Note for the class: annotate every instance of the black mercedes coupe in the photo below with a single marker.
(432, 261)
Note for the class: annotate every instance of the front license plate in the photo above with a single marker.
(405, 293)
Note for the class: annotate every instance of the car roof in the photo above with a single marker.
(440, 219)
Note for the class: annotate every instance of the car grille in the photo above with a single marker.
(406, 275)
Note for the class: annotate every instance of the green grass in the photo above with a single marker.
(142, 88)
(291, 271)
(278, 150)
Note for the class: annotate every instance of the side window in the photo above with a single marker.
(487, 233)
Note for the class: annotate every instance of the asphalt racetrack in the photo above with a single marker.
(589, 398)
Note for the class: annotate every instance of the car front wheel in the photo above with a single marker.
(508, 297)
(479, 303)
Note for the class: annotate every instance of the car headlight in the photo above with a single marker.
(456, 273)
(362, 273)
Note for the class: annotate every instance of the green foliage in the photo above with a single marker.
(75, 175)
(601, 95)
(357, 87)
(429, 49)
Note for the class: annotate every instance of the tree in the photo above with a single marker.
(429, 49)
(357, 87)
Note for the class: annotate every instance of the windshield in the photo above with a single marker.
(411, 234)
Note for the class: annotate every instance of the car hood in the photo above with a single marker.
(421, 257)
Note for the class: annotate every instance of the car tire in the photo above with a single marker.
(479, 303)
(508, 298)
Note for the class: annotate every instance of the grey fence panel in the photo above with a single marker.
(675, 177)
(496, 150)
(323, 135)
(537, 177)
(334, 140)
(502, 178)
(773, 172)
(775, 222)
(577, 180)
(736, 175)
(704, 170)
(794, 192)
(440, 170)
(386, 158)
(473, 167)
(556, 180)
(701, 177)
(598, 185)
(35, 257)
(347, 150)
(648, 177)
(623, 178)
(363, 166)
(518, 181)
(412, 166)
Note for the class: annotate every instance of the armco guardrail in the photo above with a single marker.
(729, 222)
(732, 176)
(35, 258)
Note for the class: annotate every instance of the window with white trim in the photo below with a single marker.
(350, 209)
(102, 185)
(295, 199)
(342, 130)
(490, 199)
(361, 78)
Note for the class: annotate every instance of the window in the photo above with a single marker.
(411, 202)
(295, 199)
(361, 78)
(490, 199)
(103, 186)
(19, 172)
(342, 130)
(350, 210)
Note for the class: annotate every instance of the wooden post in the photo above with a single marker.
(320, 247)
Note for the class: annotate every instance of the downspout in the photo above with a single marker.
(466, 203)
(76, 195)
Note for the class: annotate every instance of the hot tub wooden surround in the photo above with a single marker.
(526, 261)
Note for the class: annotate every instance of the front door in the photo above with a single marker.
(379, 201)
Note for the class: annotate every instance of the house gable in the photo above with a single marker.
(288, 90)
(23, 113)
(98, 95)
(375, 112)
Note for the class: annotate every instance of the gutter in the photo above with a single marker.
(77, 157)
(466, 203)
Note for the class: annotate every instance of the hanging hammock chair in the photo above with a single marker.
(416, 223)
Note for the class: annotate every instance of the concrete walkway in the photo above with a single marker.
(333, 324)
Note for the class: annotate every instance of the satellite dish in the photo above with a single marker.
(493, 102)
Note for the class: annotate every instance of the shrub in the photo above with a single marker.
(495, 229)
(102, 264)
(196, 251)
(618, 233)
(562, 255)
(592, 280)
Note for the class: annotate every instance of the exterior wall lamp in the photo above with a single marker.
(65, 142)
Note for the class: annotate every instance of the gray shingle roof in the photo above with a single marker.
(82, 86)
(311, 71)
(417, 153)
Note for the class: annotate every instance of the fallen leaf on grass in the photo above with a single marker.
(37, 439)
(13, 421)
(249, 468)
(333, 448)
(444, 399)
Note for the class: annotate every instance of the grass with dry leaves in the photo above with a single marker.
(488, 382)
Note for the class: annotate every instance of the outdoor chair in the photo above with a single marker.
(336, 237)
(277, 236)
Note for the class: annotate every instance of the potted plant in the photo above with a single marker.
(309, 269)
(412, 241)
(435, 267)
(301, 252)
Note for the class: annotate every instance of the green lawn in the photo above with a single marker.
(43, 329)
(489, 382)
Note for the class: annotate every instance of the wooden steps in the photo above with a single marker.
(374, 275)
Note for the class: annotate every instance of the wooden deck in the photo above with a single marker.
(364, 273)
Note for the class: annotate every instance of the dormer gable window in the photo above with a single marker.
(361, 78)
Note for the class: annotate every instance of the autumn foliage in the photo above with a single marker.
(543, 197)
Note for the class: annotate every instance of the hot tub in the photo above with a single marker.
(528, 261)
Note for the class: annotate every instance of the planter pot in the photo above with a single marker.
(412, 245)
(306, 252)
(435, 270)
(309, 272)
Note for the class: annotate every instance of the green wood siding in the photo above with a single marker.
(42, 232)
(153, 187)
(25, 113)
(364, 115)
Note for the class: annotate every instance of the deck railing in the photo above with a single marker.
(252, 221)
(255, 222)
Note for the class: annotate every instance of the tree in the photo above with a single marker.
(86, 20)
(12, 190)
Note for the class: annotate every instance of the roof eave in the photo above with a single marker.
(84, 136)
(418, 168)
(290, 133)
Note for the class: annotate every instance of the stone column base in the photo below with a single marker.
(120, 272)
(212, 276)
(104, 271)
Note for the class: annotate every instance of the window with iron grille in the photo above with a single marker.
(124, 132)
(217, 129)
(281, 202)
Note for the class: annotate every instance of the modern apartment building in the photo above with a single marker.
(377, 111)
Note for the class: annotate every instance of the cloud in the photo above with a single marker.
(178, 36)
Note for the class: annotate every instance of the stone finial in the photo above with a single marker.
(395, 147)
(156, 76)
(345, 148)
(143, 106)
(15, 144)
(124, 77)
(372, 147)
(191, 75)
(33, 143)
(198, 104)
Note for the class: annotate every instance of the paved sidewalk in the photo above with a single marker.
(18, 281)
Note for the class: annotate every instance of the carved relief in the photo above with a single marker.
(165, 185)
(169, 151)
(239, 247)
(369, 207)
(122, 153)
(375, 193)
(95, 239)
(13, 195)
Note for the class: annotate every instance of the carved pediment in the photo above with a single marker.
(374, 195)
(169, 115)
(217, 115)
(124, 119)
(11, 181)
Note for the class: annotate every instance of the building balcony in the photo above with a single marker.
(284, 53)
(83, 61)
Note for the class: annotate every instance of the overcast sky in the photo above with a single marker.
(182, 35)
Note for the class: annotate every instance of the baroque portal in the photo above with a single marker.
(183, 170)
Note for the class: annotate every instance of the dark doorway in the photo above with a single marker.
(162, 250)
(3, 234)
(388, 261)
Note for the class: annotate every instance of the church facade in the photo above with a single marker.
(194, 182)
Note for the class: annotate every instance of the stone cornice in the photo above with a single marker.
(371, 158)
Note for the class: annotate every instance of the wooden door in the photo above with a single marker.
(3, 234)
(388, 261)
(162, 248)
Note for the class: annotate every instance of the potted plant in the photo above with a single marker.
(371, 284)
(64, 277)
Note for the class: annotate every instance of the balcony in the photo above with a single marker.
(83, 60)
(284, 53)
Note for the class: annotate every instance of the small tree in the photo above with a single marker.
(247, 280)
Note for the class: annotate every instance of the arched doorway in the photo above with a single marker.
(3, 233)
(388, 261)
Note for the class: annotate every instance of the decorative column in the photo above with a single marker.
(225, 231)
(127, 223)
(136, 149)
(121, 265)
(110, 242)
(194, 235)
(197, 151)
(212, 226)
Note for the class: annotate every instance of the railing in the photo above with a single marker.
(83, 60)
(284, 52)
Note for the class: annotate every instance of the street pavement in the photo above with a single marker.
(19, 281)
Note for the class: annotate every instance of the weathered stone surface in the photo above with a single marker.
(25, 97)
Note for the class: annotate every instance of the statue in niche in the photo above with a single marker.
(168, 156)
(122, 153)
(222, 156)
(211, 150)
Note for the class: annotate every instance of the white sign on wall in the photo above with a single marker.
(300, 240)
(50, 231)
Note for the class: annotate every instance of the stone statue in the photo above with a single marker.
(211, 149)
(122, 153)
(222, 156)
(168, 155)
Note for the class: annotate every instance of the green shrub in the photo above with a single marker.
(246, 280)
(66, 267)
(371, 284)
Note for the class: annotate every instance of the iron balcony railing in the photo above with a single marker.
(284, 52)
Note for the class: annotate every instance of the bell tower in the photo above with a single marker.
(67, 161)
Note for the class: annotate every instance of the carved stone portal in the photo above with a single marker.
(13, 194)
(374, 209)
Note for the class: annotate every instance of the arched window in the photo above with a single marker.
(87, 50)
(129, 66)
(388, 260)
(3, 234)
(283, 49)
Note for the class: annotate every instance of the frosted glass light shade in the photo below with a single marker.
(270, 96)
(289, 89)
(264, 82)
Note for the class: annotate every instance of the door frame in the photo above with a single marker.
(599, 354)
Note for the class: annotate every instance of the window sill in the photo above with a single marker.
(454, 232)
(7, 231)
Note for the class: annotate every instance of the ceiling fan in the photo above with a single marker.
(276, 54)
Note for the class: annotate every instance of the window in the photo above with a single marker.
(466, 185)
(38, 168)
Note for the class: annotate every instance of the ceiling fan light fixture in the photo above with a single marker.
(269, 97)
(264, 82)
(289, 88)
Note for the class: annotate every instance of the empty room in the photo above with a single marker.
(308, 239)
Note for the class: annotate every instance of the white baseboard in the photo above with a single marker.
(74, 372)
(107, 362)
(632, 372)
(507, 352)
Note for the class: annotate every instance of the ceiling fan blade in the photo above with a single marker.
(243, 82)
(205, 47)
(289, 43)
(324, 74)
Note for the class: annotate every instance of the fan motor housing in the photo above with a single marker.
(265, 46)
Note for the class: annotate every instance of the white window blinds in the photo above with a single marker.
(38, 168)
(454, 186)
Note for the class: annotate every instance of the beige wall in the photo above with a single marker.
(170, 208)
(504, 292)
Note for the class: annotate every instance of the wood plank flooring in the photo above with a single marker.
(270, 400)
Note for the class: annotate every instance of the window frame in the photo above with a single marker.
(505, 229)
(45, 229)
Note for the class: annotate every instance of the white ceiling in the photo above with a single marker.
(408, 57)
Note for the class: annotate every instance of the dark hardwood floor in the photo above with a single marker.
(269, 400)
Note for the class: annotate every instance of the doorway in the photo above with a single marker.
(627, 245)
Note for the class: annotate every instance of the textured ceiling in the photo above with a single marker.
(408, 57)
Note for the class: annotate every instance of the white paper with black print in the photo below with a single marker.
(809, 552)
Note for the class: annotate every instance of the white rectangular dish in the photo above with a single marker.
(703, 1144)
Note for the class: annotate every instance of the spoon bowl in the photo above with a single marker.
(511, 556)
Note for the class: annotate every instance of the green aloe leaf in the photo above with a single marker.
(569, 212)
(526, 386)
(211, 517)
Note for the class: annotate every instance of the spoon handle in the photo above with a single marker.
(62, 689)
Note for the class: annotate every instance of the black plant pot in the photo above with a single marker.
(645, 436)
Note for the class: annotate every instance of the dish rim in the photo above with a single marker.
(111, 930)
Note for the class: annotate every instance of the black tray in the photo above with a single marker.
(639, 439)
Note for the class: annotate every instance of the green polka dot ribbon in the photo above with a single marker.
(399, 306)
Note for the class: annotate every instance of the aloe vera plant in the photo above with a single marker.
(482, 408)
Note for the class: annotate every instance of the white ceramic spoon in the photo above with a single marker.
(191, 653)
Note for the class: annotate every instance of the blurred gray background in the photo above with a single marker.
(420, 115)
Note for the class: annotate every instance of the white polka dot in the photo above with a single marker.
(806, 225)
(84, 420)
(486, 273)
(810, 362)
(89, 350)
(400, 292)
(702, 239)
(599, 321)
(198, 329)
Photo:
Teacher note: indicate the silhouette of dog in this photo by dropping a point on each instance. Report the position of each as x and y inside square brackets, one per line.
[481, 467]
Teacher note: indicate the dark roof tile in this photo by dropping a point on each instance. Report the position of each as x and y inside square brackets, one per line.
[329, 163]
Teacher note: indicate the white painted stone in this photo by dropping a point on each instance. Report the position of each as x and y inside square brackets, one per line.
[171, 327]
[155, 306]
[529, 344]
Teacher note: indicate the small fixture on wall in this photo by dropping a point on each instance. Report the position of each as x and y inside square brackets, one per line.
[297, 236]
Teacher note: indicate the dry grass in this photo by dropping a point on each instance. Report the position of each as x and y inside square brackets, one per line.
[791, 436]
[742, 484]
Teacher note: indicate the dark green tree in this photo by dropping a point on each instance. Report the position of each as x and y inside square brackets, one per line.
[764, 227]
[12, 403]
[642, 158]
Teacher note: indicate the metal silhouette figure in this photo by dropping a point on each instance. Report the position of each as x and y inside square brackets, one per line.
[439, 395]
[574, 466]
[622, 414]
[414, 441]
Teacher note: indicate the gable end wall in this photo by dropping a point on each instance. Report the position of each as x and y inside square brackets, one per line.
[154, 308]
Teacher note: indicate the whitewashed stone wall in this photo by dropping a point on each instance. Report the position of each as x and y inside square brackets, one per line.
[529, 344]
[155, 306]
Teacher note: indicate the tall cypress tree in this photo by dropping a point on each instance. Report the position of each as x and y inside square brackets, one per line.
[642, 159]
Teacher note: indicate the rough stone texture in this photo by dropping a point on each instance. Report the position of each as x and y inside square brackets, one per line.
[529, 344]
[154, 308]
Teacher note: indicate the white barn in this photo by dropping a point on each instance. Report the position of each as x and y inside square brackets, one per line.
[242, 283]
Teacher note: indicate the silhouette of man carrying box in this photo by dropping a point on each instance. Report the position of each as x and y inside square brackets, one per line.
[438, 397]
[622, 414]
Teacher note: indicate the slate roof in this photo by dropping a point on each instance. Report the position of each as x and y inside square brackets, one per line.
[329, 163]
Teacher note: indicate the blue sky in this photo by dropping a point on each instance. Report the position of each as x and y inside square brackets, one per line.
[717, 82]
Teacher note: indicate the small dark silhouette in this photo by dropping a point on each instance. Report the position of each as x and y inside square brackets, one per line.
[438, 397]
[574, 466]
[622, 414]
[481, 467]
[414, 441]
——————
From the line holding "Teacher note: indicate the metal" through the last line above, reproduce each line exactly and add nothing.

— EXERCISE ANSWER —
Teacher note: indicate the metal silhouette figure in this photo by dropping a point on each instance. Report the position of each as x and y inside square brackets, one per line.
[439, 395]
[574, 466]
[622, 414]
[414, 441]
Teacher note: indicate the gable end wall in this photo by dropping a point on each instance. Report the position of each as x and y inside square brackets, one per line.
[154, 308]
Teacher note: indicate the whitewashed stone wall in this photo by dropping a point on each instance. Report the position of each as x and y inside square brackets, one per line.
[529, 344]
[155, 306]
Teacher note: indicate the tall cypress tree in this photo by dropping a point on each instance. Report the position of each as x and y inside square brackets, one per line.
[642, 159]
Teacher note: indicate the rough stone texture in this photo by dropping a point on each instance. Report the position of each as x and y inside square brackets, one per line.
[529, 344]
[154, 308]
Teacher note: indicate the white barn in this photo by dropping a point on each instance. Report the position of each as x and y inside square brackets, one per line.
[242, 283]
Teacher note: indicate the silhouette of man carrying box in this photo by dropping a point on each instance. Report the position of each as x and y inside square brackets, one per line.
[438, 397]
[622, 414]
Teacher note: indicate the slate roof in this photo by dropping a point on each instance. Report the position of each as x and y inside square brackets, one per line.
[329, 163]
Teacher note: indicate the blue sky in this photo by dropping a point on each instance. Report the position of each as x and y inside square brackets, one per line.
[717, 82]
Teacher note: indicate the small dark silhouette in this photo by dropping a point on each instance. Report the position of each as x and y inside square brackets, one per line.
[438, 397]
[574, 466]
[622, 414]
[481, 467]
[414, 441]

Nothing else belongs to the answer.